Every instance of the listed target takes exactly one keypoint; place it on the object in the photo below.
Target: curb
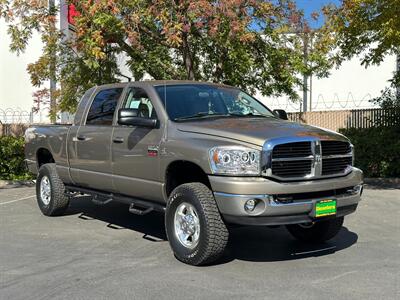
(9, 184)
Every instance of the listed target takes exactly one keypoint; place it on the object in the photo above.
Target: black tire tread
(217, 233)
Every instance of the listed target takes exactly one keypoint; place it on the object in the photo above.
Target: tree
(369, 28)
(252, 44)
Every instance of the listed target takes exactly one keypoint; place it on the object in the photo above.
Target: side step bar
(136, 206)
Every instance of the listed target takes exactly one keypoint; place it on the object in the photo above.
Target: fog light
(250, 205)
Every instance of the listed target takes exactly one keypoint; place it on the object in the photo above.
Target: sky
(310, 6)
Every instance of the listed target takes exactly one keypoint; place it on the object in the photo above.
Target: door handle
(118, 140)
(81, 138)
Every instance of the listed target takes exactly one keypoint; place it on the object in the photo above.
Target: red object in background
(72, 13)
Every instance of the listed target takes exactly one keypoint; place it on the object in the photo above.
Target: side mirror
(129, 116)
(281, 114)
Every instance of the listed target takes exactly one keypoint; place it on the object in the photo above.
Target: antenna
(165, 95)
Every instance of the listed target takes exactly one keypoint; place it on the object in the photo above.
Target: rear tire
(317, 232)
(50, 190)
(195, 230)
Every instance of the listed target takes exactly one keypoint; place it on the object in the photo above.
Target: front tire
(195, 230)
(50, 195)
(316, 232)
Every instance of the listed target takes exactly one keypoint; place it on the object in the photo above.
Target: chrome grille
(301, 149)
(300, 158)
(335, 147)
(292, 168)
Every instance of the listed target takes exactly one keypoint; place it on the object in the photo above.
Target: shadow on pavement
(258, 244)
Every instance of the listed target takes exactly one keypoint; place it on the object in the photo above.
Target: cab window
(102, 110)
(137, 98)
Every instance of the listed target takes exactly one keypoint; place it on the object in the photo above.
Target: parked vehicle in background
(206, 155)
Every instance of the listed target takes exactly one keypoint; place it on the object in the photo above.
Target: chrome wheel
(187, 225)
(45, 190)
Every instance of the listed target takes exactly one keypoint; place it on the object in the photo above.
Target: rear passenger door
(92, 164)
(135, 150)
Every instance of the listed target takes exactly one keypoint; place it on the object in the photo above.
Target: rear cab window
(102, 109)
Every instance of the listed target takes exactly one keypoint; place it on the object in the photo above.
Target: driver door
(135, 157)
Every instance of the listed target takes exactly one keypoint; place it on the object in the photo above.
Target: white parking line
(17, 200)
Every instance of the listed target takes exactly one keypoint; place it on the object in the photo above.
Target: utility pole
(53, 82)
(305, 76)
(398, 72)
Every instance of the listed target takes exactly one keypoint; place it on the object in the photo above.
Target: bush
(12, 156)
(377, 150)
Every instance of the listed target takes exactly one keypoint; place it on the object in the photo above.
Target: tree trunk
(187, 58)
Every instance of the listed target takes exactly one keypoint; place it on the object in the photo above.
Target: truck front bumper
(279, 203)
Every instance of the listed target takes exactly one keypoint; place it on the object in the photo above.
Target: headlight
(235, 160)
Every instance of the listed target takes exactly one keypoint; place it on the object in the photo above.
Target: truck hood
(256, 130)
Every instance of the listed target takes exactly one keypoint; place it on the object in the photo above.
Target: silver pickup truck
(205, 155)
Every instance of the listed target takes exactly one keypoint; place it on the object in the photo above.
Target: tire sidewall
(177, 197)
(46, 209)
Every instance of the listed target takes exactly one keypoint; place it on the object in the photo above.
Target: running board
(136, 206)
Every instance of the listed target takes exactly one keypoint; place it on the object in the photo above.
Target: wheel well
(44, 157)
(180, 172)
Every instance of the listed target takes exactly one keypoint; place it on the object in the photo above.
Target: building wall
(351, 86)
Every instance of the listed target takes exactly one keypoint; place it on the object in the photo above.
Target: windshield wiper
(201, 115)
(251, 115)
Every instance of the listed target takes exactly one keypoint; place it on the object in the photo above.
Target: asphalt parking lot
(104, 252)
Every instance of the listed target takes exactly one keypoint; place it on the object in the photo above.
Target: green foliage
(254, 45)
(377, 150)
(12, 156)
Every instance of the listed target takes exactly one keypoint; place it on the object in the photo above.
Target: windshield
(192, 101)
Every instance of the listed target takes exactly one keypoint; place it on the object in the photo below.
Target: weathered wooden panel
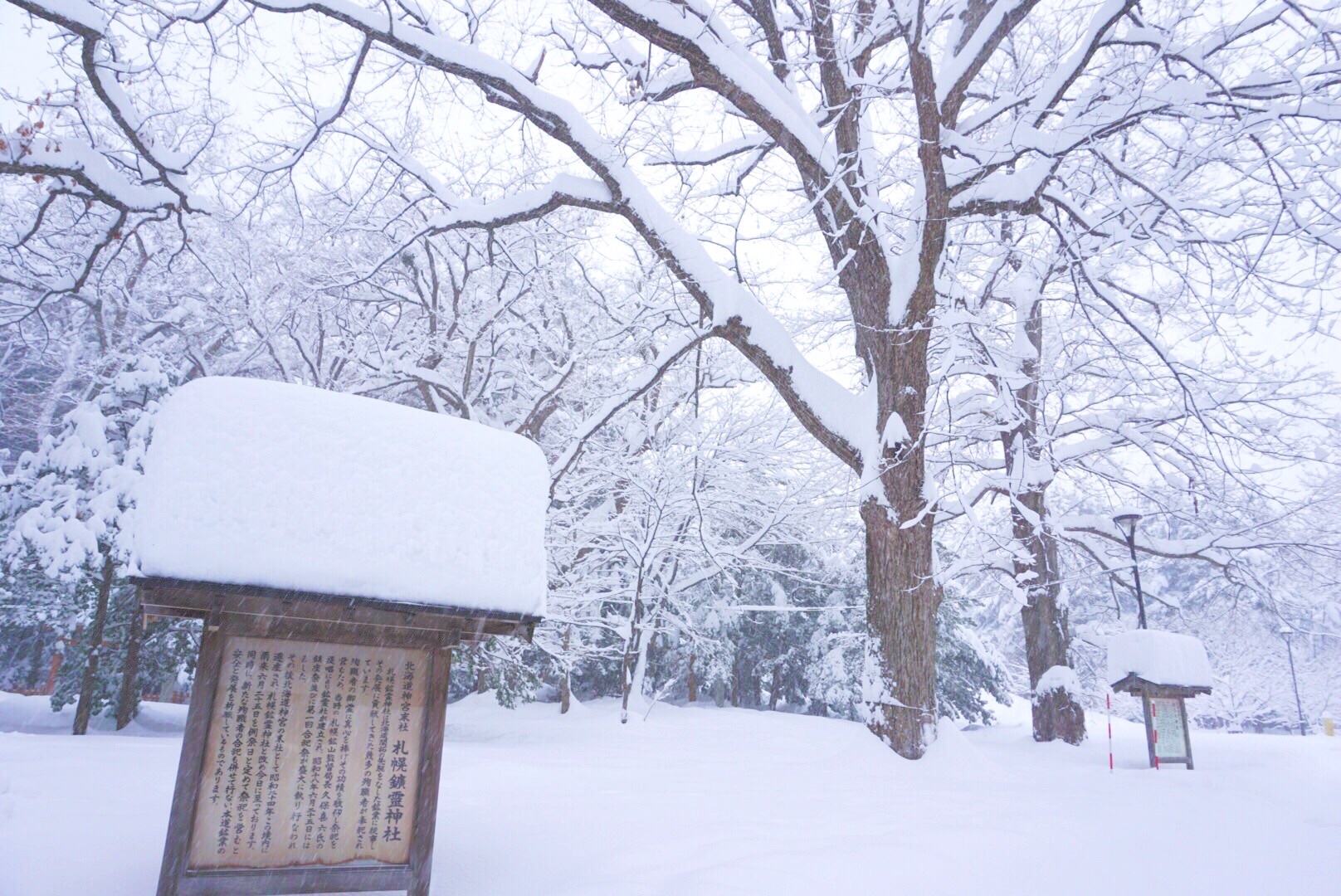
(313, 756)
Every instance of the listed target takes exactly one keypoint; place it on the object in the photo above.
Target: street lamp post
(1286, 632)
(1127, 523)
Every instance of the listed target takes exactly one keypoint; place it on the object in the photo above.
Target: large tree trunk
(84, 710)
(901, 613)
(1057, 713)
(128, 698)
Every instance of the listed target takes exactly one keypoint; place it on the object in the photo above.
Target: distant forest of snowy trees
(846, 326)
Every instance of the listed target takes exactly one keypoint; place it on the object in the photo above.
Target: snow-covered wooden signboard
(337, 548)
(1163, 668)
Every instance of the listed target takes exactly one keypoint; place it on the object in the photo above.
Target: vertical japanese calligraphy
(1167, 713)
(313, 756)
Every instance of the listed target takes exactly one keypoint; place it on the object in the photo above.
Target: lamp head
(1127, 523)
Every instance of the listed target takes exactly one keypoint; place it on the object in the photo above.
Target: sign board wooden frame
(1149, 691)
(289, 616)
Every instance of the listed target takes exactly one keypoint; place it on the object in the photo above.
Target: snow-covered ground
(733, 801)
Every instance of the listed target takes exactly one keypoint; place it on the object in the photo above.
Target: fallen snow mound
(276, 485)
(1160, 658)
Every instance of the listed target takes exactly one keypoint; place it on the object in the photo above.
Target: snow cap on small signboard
(1159, 658)
(272, 485)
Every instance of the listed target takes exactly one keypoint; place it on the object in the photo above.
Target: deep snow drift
(705, 801)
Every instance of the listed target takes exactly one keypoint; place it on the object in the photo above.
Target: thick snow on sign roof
(1160, 658)
(250, 482)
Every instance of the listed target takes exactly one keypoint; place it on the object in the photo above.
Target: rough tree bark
(1057, 713)
(84, 710)
(128, 696)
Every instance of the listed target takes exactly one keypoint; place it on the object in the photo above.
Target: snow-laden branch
(824, 407)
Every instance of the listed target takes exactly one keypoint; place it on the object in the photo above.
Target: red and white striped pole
(1108, 698)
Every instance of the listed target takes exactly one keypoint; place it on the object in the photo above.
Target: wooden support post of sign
(289, 733)
(431, 772)
(192, 756)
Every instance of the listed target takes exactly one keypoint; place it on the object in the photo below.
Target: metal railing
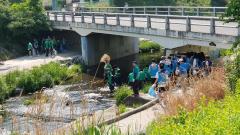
(143, 20)
(158, 10)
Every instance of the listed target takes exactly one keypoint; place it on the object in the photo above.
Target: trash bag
(152, 92)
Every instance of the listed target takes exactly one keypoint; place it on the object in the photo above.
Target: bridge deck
(200, 25)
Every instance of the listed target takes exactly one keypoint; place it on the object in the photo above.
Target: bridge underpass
(169, 31)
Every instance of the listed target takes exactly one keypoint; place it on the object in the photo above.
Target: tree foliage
(27, 18)
(22, 20)
(4, 17)
(232, 14)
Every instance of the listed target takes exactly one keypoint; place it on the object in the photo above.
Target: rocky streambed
(53, 108)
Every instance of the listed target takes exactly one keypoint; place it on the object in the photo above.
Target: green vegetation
(20, 22)
(218, 117)
(28, 101)
(122, 93)
(122, 108)
(147, 46)
(232, 14)
(146, 88)
(35, 79)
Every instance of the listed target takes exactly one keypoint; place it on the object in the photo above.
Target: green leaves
(22, 20)
(232, 14)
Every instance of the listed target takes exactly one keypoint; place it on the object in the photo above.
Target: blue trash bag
(152, 92)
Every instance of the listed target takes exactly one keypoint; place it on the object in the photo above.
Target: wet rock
(104, 90)
(93, 96)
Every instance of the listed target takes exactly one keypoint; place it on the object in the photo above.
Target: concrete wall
(73, 39)
(213, 52)
(95, 45)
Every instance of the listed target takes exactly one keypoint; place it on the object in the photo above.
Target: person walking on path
(30, 49)
(46, 46)
(108, 74)
(51, 47)
(153, 69)
(136, 84)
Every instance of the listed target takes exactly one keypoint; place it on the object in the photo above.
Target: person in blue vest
(207, 64)
(153, 69)
(136, 84)
(174, 64)
(161, 78)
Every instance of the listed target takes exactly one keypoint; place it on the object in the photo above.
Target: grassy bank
(146, 46)
(35, 79)
(218, 117)
(10, 50)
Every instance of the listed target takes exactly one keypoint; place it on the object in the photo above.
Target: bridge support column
(95, 45)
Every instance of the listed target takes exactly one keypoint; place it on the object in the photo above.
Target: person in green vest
(117, 76)
(136, 84)
(46, 46)
(147, 74)
(36, 46)
(51, 47)
(108, 74)
(30, 49)
(141, 78)
(131, 79)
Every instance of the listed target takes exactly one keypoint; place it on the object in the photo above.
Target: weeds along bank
(213, 109)
(35, 79)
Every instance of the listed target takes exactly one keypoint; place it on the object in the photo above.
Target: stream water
(65, 103)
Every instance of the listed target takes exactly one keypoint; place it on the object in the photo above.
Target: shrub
(11, 80)
(146, 87)
(146, 46)
(122, 93)
(28, 102)
(57, 71)
(218, 117)
(74, 70)
(27, 82)
(46, 81)
(122, 108)
(3, 89)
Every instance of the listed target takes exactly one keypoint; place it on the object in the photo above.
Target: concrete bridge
(117, 33)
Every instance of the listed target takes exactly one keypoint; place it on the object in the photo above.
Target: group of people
(160, 73)
(173, 68)
(47, 46)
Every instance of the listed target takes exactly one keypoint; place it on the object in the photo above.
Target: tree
(4, 18)
(232, 13)
(27, 19)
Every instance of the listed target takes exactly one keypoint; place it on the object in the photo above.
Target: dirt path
(27, 62)
(137, 123)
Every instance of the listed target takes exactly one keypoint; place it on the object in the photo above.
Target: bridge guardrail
(158, 10)
(146, 20)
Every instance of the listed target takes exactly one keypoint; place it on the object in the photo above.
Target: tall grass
(200, 109)
(193, 90)
(35, 79)
(122, 93)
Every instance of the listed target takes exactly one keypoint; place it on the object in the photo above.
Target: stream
(62, 104)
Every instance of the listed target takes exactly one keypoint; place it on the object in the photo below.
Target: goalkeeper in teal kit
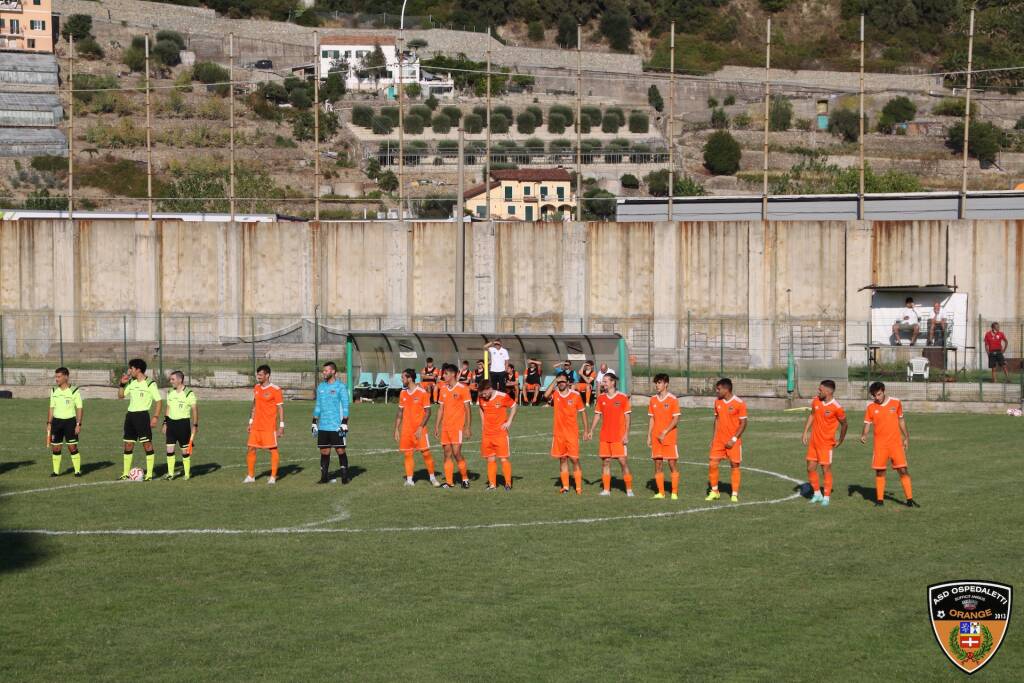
(331, 422)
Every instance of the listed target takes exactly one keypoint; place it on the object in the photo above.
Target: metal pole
(860, 137)
(486, 143)
(71, 127)
(460, 236)
(579, 114)
(672, 116)
(230, 114)
(316, 176)
(764, 190)
(148, 136)
(967, 118)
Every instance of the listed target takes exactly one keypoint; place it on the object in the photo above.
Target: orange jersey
(612, 411)
(265, 402)
(660, 414)
(414, 407)
(495, 413)
(886, 419)
(825, 419)
(728, 415)
(567, 409)
(454, 399)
- - - - -
Starting at the line that contains "Target: goalkeeper in teal kit", transcribe each line through the last one of the entries above, exactly and without pictures.

Target: goalkeeper in teal kit
(331, 422)
Every instance of the listed target takes exactly one keypoint; place it on the object in the photo above.
Target: metal pole
(860, 137)
(486, 143)
(71, 127)
(460, 236)
(579, 114)
(672, 116)
(230, 114)
(316, 176)
(764, 190)
(148, 136)
(967, 118)
Every instance of the listed target takes exactly one keypoint; place it on the object in the photo above.
Target: orange jersey
(612, 411)
(265, 402)
(660, 414)
(414, 407)
(495, 413)
(886, 419)
(825, 419)
(728, 415)
(567, 409)
(454, 399)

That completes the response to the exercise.